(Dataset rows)
+---+

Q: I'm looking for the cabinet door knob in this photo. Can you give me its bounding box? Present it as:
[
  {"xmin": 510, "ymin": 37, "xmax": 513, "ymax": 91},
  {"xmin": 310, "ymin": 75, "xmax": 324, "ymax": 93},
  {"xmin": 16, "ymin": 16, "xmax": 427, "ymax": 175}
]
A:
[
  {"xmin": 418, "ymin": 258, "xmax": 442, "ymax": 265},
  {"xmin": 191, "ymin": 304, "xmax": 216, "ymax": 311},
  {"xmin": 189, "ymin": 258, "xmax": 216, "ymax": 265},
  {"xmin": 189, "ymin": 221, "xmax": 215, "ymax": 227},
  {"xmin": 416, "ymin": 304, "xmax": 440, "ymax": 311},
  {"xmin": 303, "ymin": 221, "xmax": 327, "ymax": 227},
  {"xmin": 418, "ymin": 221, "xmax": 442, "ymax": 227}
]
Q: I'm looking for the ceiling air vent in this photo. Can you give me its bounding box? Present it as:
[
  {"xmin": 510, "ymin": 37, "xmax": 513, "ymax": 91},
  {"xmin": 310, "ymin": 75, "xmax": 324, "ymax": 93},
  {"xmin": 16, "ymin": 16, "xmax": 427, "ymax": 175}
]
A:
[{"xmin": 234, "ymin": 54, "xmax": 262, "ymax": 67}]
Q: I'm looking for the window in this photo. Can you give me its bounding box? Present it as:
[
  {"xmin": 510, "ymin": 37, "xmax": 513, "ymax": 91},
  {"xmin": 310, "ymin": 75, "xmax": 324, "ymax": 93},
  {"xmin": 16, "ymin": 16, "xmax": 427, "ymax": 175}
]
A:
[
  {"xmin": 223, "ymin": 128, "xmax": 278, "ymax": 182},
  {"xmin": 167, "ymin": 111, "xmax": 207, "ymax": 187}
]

+---+

_Task goal_
Copy each line of the data exactly, leaving nothing out.

_Exercise result_
Q: I'm looking for the cabinet door knob in this photo. Can you give me its bounding box? Present it as:
[
  {"xmin": 510, "ymin": 37, "xmax": 513, "ymax": 91},
  {"xmin": 310, "ymin": 75, "xmax": 324, "ymax": 93},
  {"xmin": 16, "ymin": 16, "xmax": 427, "ymax": 175}
]
A:
[
  {"xmin": 418, "ymin": 258, "xmax": 442, "ymax": 265},
  {"xmin": 191, "ymin": 304, "xmax": 216, "ymax": 311},
  {"xmin": 189, "ymin": 258, "xmax": 216, "ymax": 265},
  {"xmin": 189, "ymin": 221, "xmax": 215, "ymax": 227},
  {"xmin": 416, "ymin": 304, "xmax": 440, "ymax": 311},
  {"xmin": 303, "ymin": 221, "xmax": 327, "ymax": 227},
  {"xmin": 418, "ymin": 221, "xmax": 442, "ymax": 227}
]
Q: I'm looking for the ceiling air vent in this photo. Can you give me its bounding box? Present it as:
[
  {"xmin": 510, "ymin": 37, "xmax": 513, "ymax": 91},
  {"xmin": 310, "ymin": 75, "xmax": 324, "ymax": 93},
  {"xmin": 16, "ymin": 16, "xmax": 427, "ymax": 175}
]
A:
[{"xmin": 234, "ymin": 54, "xmax": 262, "ymax": 67}]
Q: I'm looking for the window in this photo. Can you give me its bounding box? Present it as:
[
  {"xmin": 510, "ymin": 37, "xmax": 513, "ymax": 91},
  {"xmin": 310, "ymin": 75, "xmax": 324, "ymax": 93},
  {"xmin": 16, "ymin": 16, "xmax": 427, "ymax": 175}
]
A:
[
  {"xmin": 223, "ymin": 128, "xmax": 278, "ymax": 182},
  {"xmin": 167, "ymin": 111, "xmax": 207, "ymax": 187}
]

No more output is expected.